(Directive):
Could the lines from the one with "barn in the picture above?" through the end of the listing be restated exactly, with nothing else included?

+++ Records supplied +++

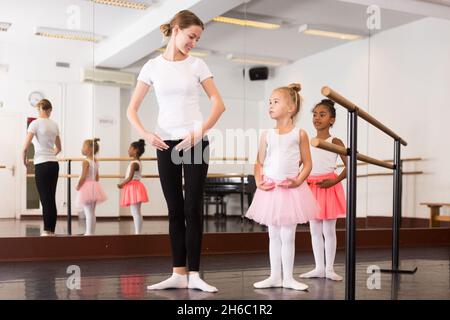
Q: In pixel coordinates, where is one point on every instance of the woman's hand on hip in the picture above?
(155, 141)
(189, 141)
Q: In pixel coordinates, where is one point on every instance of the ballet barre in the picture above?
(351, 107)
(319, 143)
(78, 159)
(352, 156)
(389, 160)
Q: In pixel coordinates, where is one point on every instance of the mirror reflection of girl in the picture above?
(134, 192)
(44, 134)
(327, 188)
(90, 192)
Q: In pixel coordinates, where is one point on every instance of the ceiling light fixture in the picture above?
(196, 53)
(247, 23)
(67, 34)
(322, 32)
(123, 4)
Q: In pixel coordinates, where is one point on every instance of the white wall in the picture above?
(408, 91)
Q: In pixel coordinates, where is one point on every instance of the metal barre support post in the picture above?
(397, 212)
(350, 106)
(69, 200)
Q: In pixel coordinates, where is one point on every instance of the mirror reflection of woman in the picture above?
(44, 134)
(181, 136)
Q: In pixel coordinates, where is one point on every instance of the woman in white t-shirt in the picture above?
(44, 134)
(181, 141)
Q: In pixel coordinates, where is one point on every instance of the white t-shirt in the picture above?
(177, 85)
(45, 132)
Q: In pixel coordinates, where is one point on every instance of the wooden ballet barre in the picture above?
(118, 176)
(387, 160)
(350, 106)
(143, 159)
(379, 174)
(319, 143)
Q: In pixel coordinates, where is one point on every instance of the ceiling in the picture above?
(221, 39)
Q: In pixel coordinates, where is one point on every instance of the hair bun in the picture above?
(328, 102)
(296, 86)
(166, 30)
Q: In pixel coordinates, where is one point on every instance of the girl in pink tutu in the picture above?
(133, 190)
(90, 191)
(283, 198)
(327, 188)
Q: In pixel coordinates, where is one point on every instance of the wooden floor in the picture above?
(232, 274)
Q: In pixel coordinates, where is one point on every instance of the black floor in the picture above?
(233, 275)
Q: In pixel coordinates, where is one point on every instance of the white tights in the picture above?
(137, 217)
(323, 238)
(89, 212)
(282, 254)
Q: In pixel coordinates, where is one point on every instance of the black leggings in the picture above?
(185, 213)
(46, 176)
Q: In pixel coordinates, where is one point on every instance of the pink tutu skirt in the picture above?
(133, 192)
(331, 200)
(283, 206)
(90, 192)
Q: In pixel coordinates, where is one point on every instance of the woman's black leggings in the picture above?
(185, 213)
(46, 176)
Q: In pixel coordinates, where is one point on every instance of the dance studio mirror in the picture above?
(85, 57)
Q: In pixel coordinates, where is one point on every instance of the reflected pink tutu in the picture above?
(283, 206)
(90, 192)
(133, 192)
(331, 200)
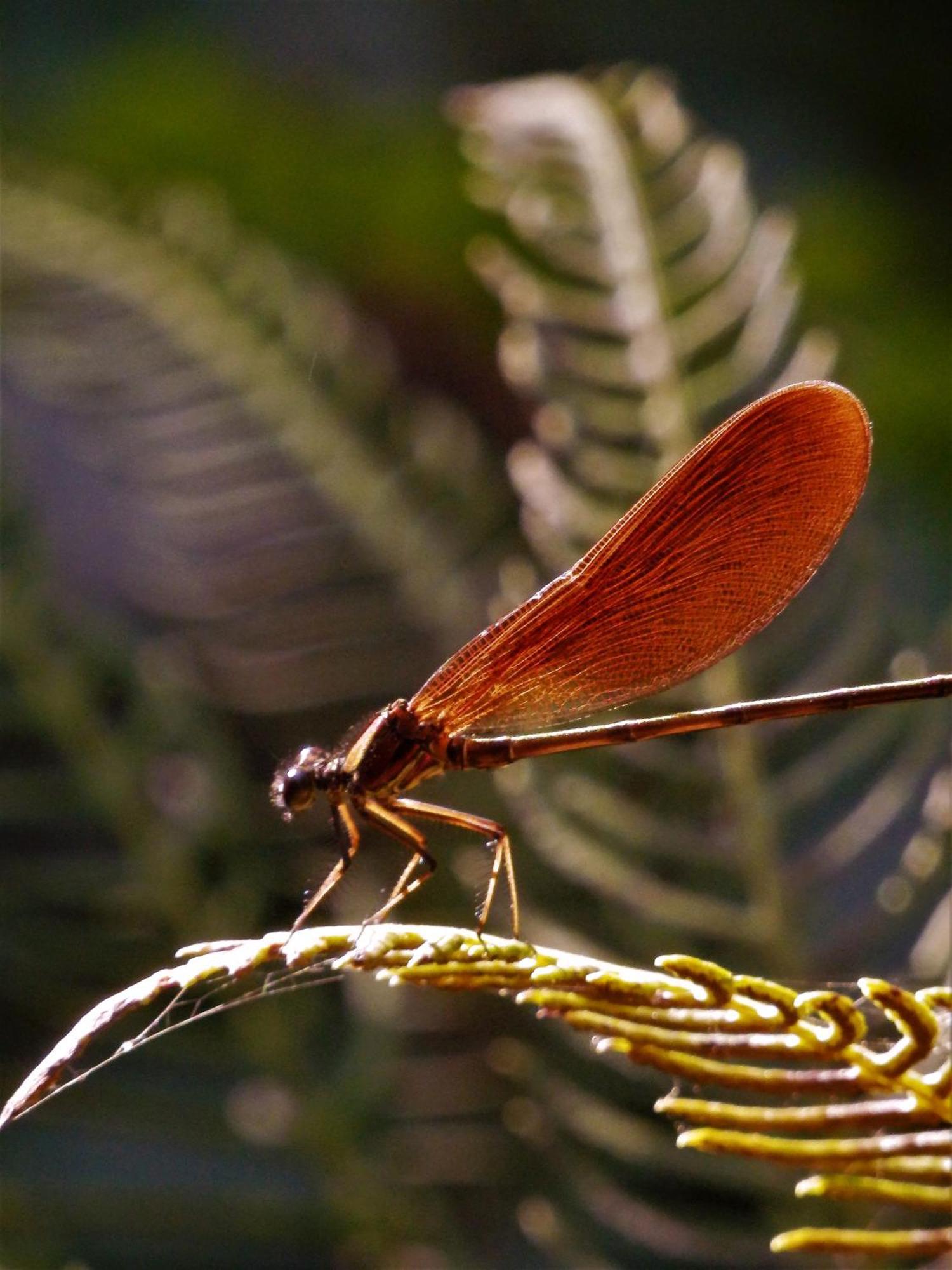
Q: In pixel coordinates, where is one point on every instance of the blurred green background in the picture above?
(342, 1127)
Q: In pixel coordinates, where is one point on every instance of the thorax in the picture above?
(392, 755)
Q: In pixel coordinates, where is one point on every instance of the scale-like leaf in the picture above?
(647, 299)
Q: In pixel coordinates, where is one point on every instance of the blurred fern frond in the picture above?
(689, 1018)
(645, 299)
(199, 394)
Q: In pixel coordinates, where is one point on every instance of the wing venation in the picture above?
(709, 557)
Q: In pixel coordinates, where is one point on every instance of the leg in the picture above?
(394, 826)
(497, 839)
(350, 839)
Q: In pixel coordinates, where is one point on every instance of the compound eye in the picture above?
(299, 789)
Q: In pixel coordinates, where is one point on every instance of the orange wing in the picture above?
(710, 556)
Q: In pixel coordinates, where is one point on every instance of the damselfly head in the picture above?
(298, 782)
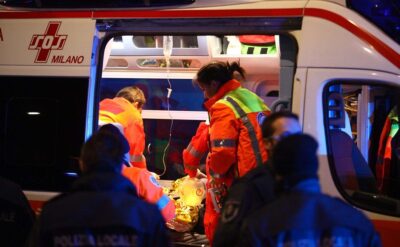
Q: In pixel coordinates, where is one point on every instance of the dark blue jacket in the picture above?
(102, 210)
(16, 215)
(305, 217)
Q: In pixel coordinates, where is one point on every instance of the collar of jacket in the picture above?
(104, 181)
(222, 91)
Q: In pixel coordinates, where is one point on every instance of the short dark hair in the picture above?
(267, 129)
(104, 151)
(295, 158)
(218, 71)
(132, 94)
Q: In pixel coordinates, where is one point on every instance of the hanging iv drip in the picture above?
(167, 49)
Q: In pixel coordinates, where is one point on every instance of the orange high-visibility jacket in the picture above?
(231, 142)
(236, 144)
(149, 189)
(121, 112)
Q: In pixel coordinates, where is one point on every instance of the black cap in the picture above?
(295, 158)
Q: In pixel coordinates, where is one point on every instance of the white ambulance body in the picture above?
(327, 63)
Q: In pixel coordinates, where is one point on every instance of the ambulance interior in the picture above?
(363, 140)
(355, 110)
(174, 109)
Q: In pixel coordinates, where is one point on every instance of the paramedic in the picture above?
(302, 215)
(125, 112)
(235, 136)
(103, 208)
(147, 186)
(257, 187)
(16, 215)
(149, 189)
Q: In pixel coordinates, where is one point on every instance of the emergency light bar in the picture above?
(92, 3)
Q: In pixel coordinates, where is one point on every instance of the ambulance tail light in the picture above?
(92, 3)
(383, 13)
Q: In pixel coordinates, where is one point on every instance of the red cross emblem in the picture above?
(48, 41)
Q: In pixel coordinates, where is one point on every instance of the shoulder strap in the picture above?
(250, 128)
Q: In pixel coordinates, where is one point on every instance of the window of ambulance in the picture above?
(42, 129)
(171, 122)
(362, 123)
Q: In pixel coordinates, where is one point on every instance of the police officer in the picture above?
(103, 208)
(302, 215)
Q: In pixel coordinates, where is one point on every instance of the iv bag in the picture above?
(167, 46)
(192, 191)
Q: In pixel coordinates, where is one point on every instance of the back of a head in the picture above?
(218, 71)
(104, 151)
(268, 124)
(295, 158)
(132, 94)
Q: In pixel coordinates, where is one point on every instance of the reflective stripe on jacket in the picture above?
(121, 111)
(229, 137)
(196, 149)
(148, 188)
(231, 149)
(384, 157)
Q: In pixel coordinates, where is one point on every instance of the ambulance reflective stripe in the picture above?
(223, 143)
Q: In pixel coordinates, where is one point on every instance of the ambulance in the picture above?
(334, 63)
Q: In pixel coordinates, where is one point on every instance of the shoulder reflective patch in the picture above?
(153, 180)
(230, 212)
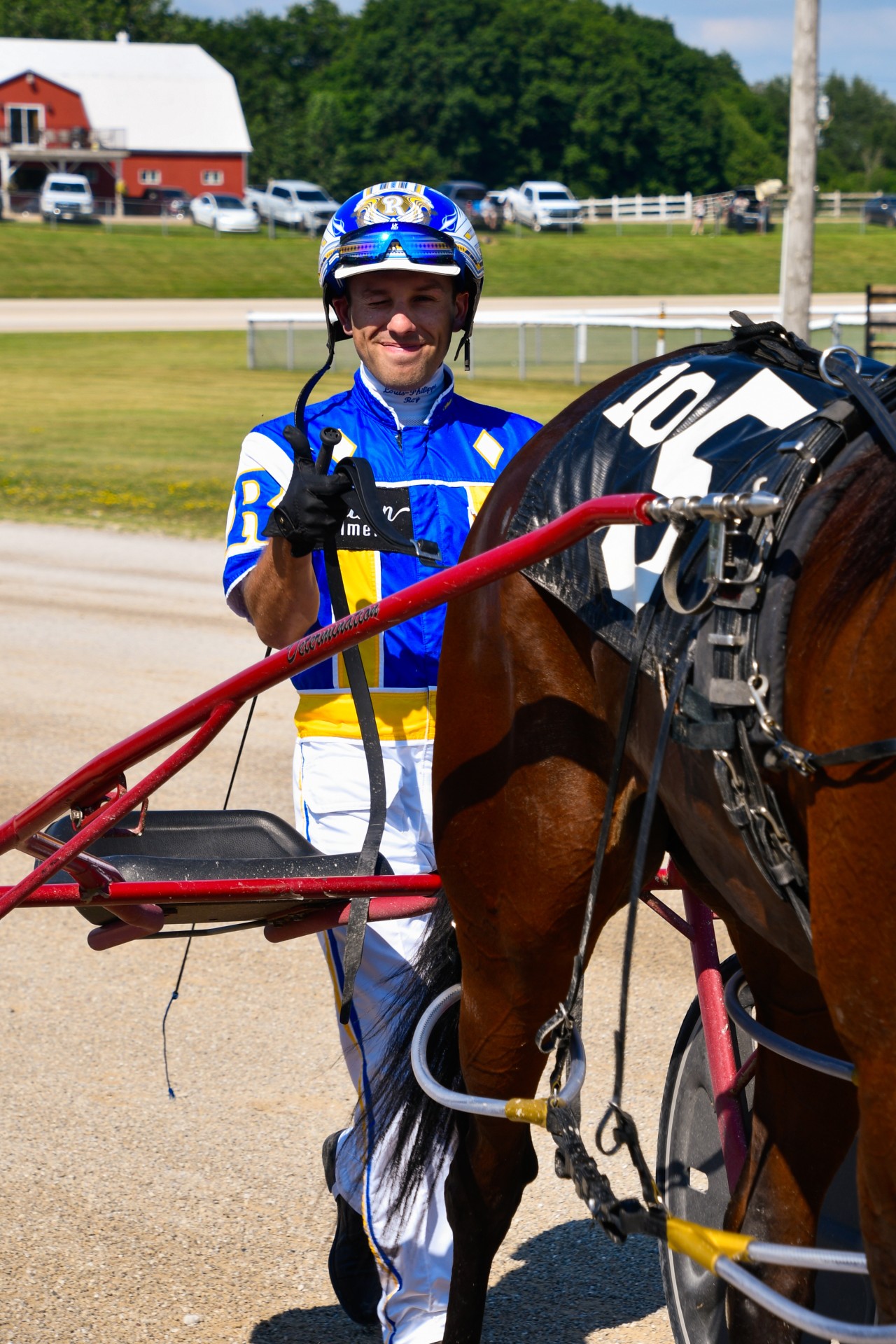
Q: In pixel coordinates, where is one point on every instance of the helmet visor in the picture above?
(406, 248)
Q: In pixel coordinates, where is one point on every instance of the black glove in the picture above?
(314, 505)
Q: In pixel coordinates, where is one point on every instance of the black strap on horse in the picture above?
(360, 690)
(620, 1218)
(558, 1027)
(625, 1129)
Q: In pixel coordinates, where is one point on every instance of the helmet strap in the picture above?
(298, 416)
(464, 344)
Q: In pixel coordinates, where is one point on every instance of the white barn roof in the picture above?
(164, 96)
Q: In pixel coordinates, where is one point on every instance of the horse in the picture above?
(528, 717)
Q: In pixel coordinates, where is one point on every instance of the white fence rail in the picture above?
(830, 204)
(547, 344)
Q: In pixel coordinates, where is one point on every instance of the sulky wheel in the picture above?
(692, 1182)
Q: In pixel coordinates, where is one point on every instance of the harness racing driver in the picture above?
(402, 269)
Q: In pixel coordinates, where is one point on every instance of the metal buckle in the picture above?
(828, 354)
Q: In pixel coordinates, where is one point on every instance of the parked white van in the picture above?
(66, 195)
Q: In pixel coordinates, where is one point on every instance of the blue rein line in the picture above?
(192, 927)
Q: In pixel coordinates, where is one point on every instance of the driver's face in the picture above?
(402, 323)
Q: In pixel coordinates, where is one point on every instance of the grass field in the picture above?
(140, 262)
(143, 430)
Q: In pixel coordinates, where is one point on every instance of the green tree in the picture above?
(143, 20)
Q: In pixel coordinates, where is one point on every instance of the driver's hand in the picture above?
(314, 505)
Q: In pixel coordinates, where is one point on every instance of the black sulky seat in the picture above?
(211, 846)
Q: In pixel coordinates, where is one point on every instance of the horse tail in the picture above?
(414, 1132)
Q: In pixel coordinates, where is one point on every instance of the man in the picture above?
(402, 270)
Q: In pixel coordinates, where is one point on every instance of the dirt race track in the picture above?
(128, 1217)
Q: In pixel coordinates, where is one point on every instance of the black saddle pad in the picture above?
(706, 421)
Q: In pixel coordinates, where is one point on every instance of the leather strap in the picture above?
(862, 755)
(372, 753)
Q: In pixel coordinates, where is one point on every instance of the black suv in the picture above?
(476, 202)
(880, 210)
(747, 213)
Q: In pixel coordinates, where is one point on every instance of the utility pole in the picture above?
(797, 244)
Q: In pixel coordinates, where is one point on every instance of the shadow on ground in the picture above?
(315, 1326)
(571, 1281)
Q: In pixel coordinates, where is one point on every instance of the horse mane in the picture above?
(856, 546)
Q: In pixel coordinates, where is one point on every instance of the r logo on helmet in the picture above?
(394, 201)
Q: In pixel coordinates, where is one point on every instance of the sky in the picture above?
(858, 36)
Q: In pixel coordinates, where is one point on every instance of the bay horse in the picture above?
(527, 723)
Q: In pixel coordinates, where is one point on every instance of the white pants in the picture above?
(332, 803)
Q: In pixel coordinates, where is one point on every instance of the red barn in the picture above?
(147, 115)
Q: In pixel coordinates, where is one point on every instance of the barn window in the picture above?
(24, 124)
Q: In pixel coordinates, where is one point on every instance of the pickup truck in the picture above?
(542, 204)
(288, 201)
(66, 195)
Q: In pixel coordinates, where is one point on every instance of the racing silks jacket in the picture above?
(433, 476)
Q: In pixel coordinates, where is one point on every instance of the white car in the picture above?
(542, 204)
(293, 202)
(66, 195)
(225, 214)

+++

(The completed task):
Q: In pixel coordinates, where is one point on every instance of the red barn in the picture above?
(147, 115)
Q: In pixel coordinates, where is one point on every instance of the barn window in the picture above?
(24, 124)
Q: In pixel coordinates, where is one point on every instance of the pickup truck in the picture above?
(542, 204)
(288, 201)
(66, 195)
Q: In pixel coordinates, where is one point on every instance of the racing silks jacket in the picture above?
(433, 476)
Q: In pixel coordinates, where is one point on every instance of the white car in the picture above?
(542, 204)
(293, 202)
(66, 195)
(225, 214)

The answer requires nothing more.